begin Input material
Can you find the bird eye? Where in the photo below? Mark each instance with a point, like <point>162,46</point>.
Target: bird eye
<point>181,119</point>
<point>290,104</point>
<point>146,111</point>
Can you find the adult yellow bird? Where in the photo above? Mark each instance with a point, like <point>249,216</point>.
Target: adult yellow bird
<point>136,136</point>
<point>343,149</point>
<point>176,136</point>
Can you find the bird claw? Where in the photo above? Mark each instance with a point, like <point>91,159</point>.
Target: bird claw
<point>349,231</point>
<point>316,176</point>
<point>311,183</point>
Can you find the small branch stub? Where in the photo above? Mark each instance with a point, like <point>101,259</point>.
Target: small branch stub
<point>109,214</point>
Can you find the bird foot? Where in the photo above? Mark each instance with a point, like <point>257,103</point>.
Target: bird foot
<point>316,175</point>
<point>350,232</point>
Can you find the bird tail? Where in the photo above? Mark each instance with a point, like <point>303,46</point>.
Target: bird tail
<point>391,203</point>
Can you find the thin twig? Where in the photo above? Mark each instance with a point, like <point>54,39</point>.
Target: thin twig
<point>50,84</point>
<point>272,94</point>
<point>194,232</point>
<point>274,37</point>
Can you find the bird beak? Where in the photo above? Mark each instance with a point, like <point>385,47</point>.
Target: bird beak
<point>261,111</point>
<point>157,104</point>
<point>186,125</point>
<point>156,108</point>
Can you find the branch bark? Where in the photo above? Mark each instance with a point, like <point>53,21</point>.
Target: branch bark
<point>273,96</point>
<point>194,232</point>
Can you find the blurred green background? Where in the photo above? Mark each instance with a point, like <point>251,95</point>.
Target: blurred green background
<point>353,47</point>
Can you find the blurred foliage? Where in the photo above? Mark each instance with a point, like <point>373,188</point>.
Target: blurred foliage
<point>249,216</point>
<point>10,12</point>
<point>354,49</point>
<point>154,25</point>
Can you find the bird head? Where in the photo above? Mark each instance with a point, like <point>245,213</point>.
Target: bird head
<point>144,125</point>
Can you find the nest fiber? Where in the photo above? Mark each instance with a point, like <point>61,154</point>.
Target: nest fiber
end Input material
Aim —
Write out the records above again, switching every "bird claw" to "bird talon" and leaving everything else unchanged.

Solution below —
Can you find the bird eye? Where in the photo below? Mark each instance with a point, like <point>162,46</point>.
Target: bird eye
<point>181,119</point>
<point>290,104</point>
<point>146,111</point>
Can you find the adult yellow bird? Where in the photo above? Mark each instance with a point, like <point>249,216</point>.
Target: adult yellow bird
<point>136,136</point>
<point>343,149</point>
<point>176,136</point>
Can you find the bird talon? Where in the photo above? Mark each instance with a point, like <point>91,159</point>.
Target: bird talon
<point>349,231</point>
<point>316,176</point>
<point>311,183</point>
Can you find the small branch stub? Where in the photo above? Mark each instance with a point, like <point>101,259</point>.
Target: small branch stub
<point>109,214</point>
Can you find the bird foot? Where in the photo above? Mark each instance with a point, like <point>257,103</point>.
Target: bird foot
<point>316,175</point>
<point>350,232</point>
Can you find the bird tail? Where in the photo above? Mark each instance with a point, like <point>303,46</point>.
Target: bird tail
<point>391,203</point>
Can you find the thin twig? Where in the photo above? Mark each instance with a point, like <point>54,39</point>.
Target: thin twig
<point>50,84</point>
<point>272,94</point>
<point>194,232</point>
<point>274,37</point>
Can you find the bird beak? Where in the photo above? Mark each instance with a point, like <point>385,47</point>.
Target: bird beak
<point>261,111</point>
<point>157,104</point>
<point>186,125</point>
<point>156,108</point>
Can you find the branch bark? Where in the photo above? Mark each instance with a point, like <point>53,21</point>.
Target: branch bark
<point>273,96</point>
<point>194,232</point>
Can you find the blurred green background? Where in the photo above? Mark each instance with a point, like <point>251,95</point>.
Target: blurred green background
<point>353,47</point>
Can you find the blurred foliage? Where in the photo above? Mark each instance with a point, like <point>373,188</point>.
Target: blurred foliage
<point>249,216</point>
<point>10,12</point>
<point>354,49</point>
<point>154,25</point>
Can you find the bird head? Where in the photo above? Mark each instance with a point, like <point>245,213</point>.
Target: bird head
<point>144,125</point>
Can you find the nest fiber? Where in the photo above? Mark each instance with a point, like <point>61,154</point>.
Target: nest fiber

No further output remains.